- What to do: What is needed is a word-for-word transcript of the listing, free of pictures.

- Data for review:
▬▬▬

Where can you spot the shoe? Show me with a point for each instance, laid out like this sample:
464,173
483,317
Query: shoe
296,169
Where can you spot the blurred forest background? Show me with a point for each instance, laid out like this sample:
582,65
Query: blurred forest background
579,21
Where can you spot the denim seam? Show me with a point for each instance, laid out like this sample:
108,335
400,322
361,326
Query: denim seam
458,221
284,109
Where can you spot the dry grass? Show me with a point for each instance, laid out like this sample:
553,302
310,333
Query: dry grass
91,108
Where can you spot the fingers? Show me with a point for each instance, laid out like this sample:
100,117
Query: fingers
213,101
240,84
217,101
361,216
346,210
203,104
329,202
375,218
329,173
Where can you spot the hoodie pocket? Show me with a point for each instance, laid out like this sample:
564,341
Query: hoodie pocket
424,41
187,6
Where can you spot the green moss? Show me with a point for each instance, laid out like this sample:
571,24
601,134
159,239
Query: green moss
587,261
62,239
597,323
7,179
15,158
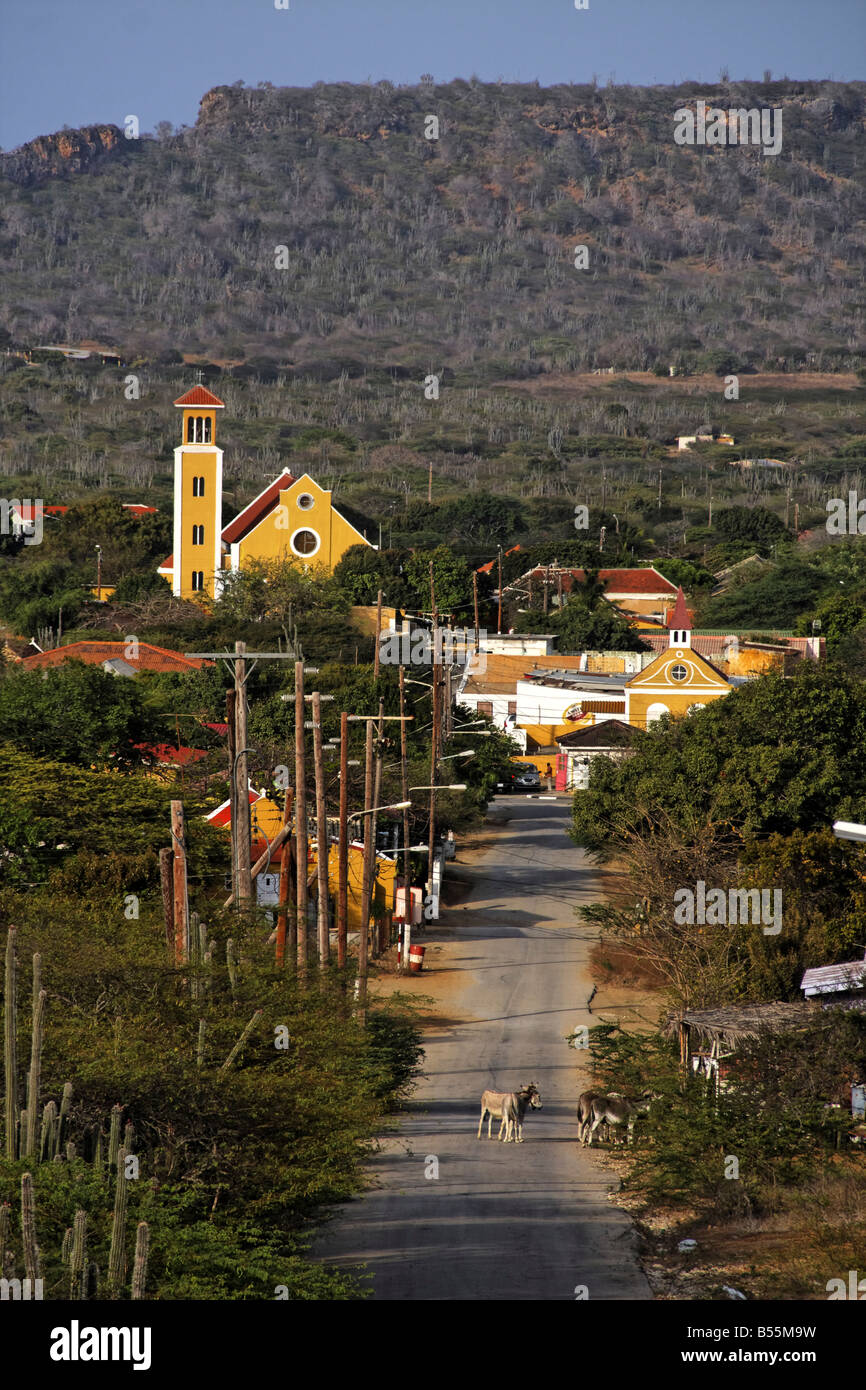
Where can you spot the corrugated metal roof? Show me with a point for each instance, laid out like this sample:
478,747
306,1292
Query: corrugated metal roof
827,979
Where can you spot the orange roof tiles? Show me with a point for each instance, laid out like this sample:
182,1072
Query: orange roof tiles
93,653
200,396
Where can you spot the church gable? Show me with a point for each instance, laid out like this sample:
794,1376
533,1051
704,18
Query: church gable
679,669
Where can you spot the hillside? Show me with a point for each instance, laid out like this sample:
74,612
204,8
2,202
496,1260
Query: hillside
409,255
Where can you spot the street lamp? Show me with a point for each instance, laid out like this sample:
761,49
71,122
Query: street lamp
441,787
850,830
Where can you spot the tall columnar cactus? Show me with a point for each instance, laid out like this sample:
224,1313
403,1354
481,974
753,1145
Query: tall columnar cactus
139,1269
32,1087
78,1283
28,1229
6,1211
63,1119
231,961
10,1058
117,1255
114,1136
46,1139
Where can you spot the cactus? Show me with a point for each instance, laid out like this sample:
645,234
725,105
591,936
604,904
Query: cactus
6,1211
241,1041
63,1119
10,1061
114,1137
77,1258
46,1139
117,1255
231,961
32,1086
28,1229
139,1269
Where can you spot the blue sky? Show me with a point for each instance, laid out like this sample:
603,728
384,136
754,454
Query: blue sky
100,60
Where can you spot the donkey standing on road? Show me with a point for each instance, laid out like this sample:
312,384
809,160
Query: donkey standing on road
615,1111
508,1107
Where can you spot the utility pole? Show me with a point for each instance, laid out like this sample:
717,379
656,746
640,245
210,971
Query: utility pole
231,699
282,909
300,820
242,805
367,872
405,791
323,848
181,901
377,787
342,854
378,637
499,617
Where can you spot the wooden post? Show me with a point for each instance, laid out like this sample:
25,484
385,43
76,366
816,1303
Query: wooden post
378,637
499,617
181,905
377,787
405,794
367,870
285,872
321,837
231,699
167,886
342,884
245,886
434,751
300,820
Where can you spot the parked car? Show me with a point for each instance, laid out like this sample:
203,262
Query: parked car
527,779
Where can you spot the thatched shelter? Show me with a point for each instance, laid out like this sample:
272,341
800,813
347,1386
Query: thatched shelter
722,1029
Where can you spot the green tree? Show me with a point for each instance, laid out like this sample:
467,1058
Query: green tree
72,713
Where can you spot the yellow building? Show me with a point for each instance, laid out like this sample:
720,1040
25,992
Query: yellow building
292,519
679,680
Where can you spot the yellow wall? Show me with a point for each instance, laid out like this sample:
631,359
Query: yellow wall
199,462
271,540
655,685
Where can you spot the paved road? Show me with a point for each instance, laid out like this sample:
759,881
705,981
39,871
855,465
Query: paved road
501,1222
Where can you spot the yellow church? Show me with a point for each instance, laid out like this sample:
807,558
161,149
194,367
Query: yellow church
679,681
292,519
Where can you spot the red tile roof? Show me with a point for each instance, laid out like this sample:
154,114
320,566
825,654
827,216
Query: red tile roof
680,616
200,396
257,509
171,756
93,653
638,581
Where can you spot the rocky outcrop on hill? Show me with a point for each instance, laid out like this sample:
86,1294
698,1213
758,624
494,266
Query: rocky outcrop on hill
61,153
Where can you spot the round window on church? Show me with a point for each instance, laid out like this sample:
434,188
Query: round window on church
305,542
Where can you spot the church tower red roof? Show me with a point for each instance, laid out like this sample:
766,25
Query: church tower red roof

▬▬▬

- Expected output:
Where can you spot the shoe? Show me with a point for each instance, laid out like this sample:
464,173
483,317
Query: shoe
296,169
Where can you spot the blurred forest background? Show me with a point for each instance, laid out like this sample:
582,65
Query: blurred forest background
579,21
Where can you spot the denim seam? Show me with a point for each instance, laid out like this sample:
108,335
400,322
361,326
Query: denim seam
458,221
284,109
Where can you spot the dry grass? Show me with a point for each instance, laid out like this sample:
553,302
310,333
Query: dry grass
91,108
Where can you spot the fingers? Show me with a point for each instance, laid out like this sample:
100,117
Query: fingers
213,101
240,84
217,101
361,216
346,210
203,104
329,202
375,218
329,173
Where can you spot the hoodie pocket? Show me with a point for each instance, laid out like this sample:
564,341
Query: hoodie pocket
424,41
187,6
Where can you spot the green moss? Show me with a point for each instance, laid out like this sample:
571,24
601,134
159,239
Query: green moss
587,261
62,239
597,323
7,179
15,158
Where can you spot the corrugated metal roof? Show me with a point for each instance, laid out like this sample:
478,747
306,1292
Query: corrugated metal roof
827,979
Where can you spot the orange roof tiles? Show me with a point for each instance, laid out like this sample:
182,1072
Query: orange roof tiles
93,653
200,396
Where can you spot the church gable? Show me with a point for each instance, laid out like this sample:
794,1376
533,1051
704,18
Query: church gable
679,669
Where can you spot the hillside? Show me with a point for each instance, laid out like this sample:
74,612
204,8
2,202
496,1260
Query: hillside
409,255
Where can you spot the street lamp? Show me with a point for each instance, laid out like this sample:
761,49
71,122
Query: street lamp
441,787
850,830
Where can you spot the tall columnar cactus? Show me with a point for each instance, laid out like this sample:
224,1313
403,1354
481,974
753,1145
Query: tall columnar cactus
139,1269
32,1087
78,1283
28,1229
6,1211
63,1119
231,961
10,1058
117,1255
114,1136
46,1139
Where can you spot the cactus? Show me with a point for each instance, laid out like this sample:
645,234
725,105
591,936
604,904
Query: cactus
6,1211
241,1041
63,1119
10,1061
114,1137
77,1258
46,1139
117,1255
231,961
32,1086
28,1229
139,1269
Where can you spot the blue sky? Show me with a point for each instance, laid out like this sample:
603,728
384,136
754,454
Query: blue sky
100,60
Where can you spot the donkey standing on road? Show me with a point for each instance, laid out like this sample:
312,384
809,160
Query: donkey standing on road
615,1111
508,1107
Where can you spot the utility pole? Show me with a point for each instance, laid out like this sample:
717,379
656,746
640,245
210,971
Query: utility pole
231,699
282,909
300,820
242,805
367,872
405,791
323,848
181,901
377,787
342,854
378,637
499,617
Where can you spot the wooden post? Show me with a point for each instance, laid out like this sample:
25,484
385,43
76,366
816,1303
Query: wooden post
378,637
499,617
181,905
377,787
405,794
367,870
285,872
321,837
231,699
167,886
342,884
245,886
434,751
300,820
Where can you spot the parked car? Show me with a point for each instance, laid out like this sample:
203,262
Query: parked car
527,779
Where can you spot the thatched shelter? Show me with a point for each instance, laid out like this sample:
272,341
800,813
347,1386
Query: thatched shelter
722,1029
Where can you spot the green tree? Show me with a point for each instance, laid out like this sample:
467,1058
Query: green tree
72,713
Where can you spot the yellow building? Show me with a point for each instance, laid out like this sample:
720,1040
25,992
Query: yellow building
292,519
679,680
Where can you spot the yellow wall? Show me with a point for each instance, laid out like this sample:
631,359
Query: yellow wall
199,462
271,540
655,685
Where can you spot the paved road? Show me with a point for each instance, laid out like this sample:
759,881
705,981
39,871
855,465
Query: paved road
501,1222
Where can you spot the yellow church? Show me with a point for each instance, laid out like this sample:
807,558
161,149
194,367
Query: yellow church
679,681
292,519
Where can you spot the red tile roof? Show me with a point for each instance, laid out like this sample:
154,114
320,566
825,654
827,216
Query: red tile roof
680,616
200,396
257,509
171,756
93,653
638,581
Where can you spot the rocky outcrop on hill? Show me with a point for each instance, laid out like this sample:
86,1294
698,1213
758,624
494,266
Query: rocky outcrop on hill
61,153
Where can you spot the round window on church? Show me with a point for each instance, laid out like this sample:
434,188
Query: round window on church
305,542
Where can you spot the church tower red roof? Show me with a point for each instance, laid out like this sample:
766,25
Query: church tower red roof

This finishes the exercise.